--- What needs to be done ---
Output the lines below as a JSON list of strings, one string per line, skipping any blank lines. Leave the pictures out of the answer.

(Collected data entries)

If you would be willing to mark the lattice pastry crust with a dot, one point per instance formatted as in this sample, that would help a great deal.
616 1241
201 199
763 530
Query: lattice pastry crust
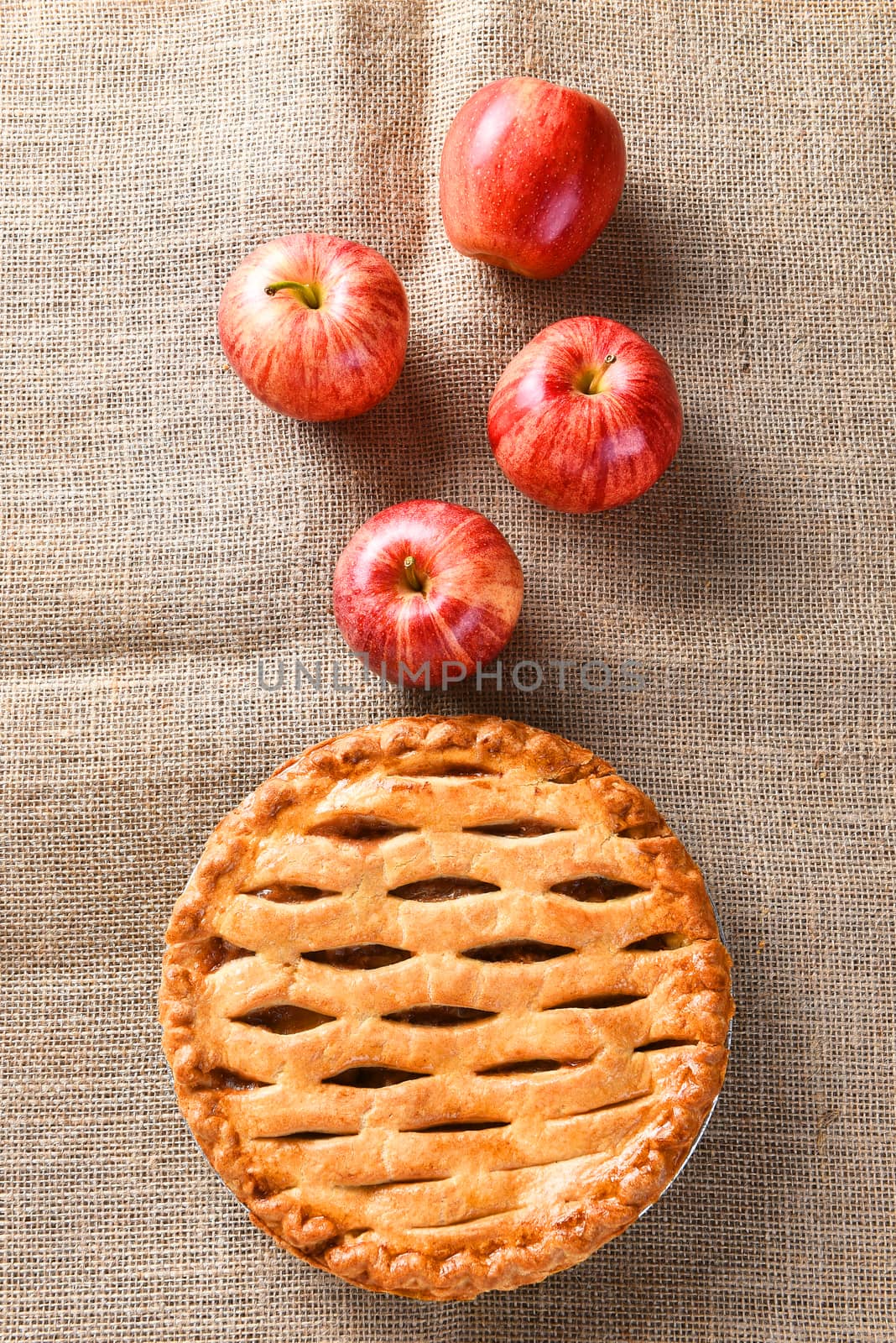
445 1005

--- Complete output ---
[
  "If you would be willing to mark the lattice pastry crust with a dot, one point per instance formatted as in this sample, that would help a great deal.",
  "616 1241",
  "201 199",
  "763 530",
  "Query: lattice pastry crust",
  "445 1005"
]